• **Objectifs**:
1 > D'après l'extrait sur l'être spontané, de quelles deux puissances l'intuition est-elle la conjonction ?
2 > Reprenez le texte sur l'être spontané et l'intuition, puis poursuivez-le à partir de sa dernière phrase.

• **Extrait fourni**:
Il ne supprime pas l’intelligence, bien au contraire, celle-ci s’épanouit et fait entrer en jeu des facultés auprès desquelles le lent raisonnement et l’esprit d’analyse paraissent bien caducs. Il sait par expérience qu’il porte en lui la potentialité de la Vie Elle-même. Il se sent reforgé par sa puissance irrésistible. Son être se transforme perpétuellement dans un splendide épanouissement.
Il ne pèse plus ses actes, il ne demande plus ce qu’il doit faire, ce qui est bien ou mal, non par recul vers l’impulsivité, mais parce que cet élan qui dynamise son être est plus rapide que les détours si lents de l’esprit. Il sait à la seconde ce qu’il doit faire par un pouvoir plus fort, plus éclairé que notre réflexion. Il est aux antipodes de l’état impulsif. L’impulsif reçoit ses ordres de la matière tandis que l’être spontané traduit parfaitement les desseins de l’Esprit.
Pour arriver à ce sommet de notre destinée, il nous faut faire appel avec intensité, avec ténacité à toutes les facultés de notre intelligence comme aux richesses inépuisables de notre cœur. Cette intuition qui se traduit dans le visible par l’acte spontané, l’acte gratuit, toujours harmonieux, n’est que la conjonction de deux puissances développées au maximum : l’amour impersonnel et la raison lucide.

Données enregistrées

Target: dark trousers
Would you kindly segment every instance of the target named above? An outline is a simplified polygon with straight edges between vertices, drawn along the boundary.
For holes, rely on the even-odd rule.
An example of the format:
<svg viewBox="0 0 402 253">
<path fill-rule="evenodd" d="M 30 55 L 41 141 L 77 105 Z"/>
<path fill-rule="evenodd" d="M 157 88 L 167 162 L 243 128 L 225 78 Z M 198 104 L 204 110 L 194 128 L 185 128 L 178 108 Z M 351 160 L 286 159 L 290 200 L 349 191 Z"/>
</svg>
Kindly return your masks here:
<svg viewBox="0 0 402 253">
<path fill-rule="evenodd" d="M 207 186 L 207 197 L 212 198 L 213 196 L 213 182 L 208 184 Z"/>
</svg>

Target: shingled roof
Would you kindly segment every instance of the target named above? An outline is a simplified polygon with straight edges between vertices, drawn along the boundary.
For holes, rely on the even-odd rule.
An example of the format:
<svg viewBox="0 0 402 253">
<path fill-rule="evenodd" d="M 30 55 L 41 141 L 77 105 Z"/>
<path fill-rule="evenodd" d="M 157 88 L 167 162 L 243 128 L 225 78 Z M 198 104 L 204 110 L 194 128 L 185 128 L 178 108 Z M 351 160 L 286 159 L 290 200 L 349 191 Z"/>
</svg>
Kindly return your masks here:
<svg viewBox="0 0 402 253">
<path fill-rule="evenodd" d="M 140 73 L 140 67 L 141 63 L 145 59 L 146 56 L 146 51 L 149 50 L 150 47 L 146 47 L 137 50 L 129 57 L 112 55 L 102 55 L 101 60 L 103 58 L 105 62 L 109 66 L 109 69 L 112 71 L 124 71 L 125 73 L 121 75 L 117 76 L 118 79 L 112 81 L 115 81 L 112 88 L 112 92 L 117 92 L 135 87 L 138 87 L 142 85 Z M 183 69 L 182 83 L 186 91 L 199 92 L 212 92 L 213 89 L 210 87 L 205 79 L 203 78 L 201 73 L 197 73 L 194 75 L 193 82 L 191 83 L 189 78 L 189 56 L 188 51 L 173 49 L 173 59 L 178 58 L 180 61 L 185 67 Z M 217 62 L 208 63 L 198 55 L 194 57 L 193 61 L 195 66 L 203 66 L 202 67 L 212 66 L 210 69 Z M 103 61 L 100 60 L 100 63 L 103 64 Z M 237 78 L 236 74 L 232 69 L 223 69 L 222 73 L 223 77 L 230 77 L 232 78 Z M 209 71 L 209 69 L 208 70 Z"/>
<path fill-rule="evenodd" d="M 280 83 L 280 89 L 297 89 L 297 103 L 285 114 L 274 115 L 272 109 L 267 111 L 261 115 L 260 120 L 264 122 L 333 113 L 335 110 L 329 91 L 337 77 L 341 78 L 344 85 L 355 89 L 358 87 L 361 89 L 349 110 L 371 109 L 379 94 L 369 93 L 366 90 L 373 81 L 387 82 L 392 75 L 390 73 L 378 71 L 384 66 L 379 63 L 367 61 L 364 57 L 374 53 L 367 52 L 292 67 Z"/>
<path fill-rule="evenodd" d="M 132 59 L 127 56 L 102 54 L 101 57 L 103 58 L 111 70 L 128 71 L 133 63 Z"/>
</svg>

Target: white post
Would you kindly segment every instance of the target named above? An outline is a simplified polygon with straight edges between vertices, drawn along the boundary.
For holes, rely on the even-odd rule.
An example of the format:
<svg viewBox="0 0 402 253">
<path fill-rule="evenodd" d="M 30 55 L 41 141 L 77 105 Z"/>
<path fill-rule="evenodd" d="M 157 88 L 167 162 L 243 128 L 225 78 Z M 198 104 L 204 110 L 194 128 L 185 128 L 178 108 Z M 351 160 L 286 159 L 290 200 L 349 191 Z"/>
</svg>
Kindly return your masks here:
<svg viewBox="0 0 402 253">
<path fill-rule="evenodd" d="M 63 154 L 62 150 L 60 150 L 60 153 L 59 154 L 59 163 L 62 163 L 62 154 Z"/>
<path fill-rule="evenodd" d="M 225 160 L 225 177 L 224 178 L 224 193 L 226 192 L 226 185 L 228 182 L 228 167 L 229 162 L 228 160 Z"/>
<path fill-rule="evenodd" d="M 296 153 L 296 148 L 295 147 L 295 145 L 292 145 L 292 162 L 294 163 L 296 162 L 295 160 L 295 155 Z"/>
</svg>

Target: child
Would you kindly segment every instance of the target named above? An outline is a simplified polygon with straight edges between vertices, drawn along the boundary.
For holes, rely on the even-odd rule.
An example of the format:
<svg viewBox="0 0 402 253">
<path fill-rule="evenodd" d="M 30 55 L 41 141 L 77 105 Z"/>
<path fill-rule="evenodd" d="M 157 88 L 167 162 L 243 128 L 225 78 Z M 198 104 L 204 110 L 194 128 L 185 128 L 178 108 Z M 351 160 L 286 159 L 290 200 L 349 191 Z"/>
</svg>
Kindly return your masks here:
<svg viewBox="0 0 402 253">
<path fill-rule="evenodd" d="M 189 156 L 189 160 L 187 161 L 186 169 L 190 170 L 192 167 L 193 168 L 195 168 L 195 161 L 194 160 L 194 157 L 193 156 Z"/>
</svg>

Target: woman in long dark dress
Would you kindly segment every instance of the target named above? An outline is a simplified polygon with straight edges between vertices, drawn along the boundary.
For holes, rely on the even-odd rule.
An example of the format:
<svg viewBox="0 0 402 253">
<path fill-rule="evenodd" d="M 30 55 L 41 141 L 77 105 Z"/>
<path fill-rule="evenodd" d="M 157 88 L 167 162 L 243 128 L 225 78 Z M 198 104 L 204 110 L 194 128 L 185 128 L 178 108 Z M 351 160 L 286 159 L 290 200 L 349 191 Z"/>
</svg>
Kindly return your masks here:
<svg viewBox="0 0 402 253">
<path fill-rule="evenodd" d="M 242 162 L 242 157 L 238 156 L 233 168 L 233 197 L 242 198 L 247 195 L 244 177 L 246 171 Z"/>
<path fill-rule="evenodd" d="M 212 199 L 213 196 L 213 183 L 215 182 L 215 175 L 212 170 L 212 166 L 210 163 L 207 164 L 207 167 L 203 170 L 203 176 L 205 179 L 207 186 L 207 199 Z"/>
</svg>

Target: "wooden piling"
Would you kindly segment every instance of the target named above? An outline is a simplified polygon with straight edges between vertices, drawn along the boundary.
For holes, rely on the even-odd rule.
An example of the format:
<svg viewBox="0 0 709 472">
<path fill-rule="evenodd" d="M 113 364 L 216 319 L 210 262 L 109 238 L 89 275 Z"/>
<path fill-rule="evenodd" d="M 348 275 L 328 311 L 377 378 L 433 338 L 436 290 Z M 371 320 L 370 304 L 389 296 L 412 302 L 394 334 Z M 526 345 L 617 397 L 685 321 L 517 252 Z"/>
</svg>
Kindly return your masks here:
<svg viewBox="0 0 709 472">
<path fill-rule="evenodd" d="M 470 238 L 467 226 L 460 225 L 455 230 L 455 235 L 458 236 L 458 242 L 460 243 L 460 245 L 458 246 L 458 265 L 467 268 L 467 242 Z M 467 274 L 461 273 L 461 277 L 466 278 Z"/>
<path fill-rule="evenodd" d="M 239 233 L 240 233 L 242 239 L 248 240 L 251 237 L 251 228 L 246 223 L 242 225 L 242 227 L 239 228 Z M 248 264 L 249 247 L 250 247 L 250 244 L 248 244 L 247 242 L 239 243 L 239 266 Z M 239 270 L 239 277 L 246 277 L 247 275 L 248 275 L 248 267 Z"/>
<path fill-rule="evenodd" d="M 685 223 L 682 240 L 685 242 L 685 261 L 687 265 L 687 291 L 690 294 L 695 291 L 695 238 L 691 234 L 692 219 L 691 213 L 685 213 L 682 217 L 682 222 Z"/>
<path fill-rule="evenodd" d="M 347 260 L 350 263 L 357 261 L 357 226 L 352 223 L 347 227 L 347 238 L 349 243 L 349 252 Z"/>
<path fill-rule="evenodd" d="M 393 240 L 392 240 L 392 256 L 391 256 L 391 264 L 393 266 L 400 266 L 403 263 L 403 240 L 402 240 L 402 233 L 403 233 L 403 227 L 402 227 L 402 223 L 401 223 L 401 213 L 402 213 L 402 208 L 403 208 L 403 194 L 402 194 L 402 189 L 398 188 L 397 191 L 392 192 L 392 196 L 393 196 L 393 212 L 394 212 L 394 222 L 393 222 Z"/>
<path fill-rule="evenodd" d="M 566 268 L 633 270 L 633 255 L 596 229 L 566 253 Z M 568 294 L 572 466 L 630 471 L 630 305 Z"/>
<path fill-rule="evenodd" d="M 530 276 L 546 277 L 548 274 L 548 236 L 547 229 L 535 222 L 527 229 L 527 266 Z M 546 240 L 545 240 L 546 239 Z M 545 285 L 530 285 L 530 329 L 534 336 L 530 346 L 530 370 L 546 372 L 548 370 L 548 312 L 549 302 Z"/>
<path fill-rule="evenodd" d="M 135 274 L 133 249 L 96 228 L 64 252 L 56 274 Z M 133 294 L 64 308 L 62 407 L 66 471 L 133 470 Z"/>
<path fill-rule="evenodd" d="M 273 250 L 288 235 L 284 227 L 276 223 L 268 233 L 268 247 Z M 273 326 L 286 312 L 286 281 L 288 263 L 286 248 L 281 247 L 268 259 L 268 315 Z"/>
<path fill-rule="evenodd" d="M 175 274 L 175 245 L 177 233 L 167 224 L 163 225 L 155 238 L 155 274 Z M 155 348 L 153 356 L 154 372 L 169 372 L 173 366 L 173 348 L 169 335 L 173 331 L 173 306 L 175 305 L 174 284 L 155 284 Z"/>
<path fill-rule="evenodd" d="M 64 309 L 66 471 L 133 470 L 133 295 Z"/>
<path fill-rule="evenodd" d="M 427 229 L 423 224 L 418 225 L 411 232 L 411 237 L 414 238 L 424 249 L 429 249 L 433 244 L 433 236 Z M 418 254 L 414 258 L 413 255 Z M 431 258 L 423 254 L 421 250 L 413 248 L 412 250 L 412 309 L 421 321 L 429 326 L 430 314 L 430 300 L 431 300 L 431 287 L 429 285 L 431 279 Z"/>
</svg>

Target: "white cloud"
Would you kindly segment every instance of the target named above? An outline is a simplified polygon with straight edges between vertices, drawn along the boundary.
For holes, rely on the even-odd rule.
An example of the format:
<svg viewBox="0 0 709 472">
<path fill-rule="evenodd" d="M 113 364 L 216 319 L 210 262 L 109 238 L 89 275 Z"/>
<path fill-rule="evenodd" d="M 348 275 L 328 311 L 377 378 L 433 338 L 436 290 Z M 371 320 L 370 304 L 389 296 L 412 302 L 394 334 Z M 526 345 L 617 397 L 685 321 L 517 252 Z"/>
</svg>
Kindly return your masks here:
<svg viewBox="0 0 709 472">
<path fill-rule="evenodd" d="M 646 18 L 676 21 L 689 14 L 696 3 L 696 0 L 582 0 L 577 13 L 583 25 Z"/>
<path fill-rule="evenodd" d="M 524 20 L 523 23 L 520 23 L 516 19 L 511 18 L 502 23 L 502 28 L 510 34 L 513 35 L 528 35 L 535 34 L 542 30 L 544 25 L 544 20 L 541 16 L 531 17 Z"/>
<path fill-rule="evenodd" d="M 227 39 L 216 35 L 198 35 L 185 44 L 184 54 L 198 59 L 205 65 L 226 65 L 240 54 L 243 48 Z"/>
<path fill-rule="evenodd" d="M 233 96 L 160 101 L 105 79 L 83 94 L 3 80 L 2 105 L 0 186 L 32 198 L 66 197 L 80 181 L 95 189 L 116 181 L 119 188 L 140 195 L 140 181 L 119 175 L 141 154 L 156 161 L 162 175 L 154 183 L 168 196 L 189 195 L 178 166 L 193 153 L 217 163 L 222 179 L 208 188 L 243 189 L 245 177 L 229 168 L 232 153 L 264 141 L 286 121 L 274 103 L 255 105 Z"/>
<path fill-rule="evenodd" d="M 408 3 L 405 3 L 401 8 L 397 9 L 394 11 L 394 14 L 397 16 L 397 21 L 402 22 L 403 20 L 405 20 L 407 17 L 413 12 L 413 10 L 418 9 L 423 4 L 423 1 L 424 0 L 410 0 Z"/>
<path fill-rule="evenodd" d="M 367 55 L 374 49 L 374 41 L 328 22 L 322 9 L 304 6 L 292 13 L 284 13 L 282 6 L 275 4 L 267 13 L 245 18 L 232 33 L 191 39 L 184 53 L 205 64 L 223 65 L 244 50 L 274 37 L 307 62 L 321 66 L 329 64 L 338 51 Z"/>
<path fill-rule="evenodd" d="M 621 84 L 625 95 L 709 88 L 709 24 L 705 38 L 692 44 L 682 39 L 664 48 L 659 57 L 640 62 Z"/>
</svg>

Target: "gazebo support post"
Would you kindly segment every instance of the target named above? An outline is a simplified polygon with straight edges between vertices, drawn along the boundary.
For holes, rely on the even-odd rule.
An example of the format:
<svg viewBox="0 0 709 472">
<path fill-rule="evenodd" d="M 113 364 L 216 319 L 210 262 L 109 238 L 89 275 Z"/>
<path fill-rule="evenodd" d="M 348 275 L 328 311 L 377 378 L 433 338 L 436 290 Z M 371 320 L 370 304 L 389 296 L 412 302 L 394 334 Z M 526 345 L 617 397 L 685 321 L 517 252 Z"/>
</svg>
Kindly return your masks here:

• **Résultats par tâche**:
1 > L'intuition est la conjonction de l'amour impersonnel et de la raison lucide, développés au maximum.

2 >
Tout le long de la route nous oscillons continuellement entre le cœur et la raison.
Celle-ci le plus souvent détruit en nous les découvertes merveilleuses dont notre amour nous enrichit, parce que le mental est au service de l’égoïsme humain. Par crainte de perdre ses conquêtes, notre mental réprime l’élan de notre amour, qui d’un coup d’aile voudrait quitter les cercles de la terre.
Quand notre amour sera assez puissant pour secouer toute crainte, toute faiblesse, pour s’élancer au-devant de la vie, quelque soit l’apparence du visage qu’elle revêt, lorsque déferlera en nous la passion du Divin, c’est-à-dire de la Vie, alors notre raison verra se décupler ses possibilités.
Au lieu d’être prudente, réticente, sceptique, elle sera toute audace, elle sera submergée par la puissance du dynamisme que notre amour aura appelé en nous.
Car l’amour lance un incessant appel aux forces de la Vie, et la Vie répond. C’est là d’ailleurs que réside tout le secret de la prière et du « miracle ». Par son désir intense et par la certitude de son exaucement, l’homme se branche sur le pouvoir du dynamisme cosmique. Il s’ouvre à lui au lieu de s’enfermer dans les murailles de l’ignorance séparatrice, il plonge en l’unité et, revenant à la surface, il en rapporte dans son être visible un témoignage de son pouvoir illimité. Il est lui-même le propre agent de sa transformation par le contact qu’il prend avec cette énergie qui est l’unique essence de toute création, avec cette énergie dont l’existence n’appartient plus au domaine mystique puisqu’elle se trouve actuellement prouvée par les sciences.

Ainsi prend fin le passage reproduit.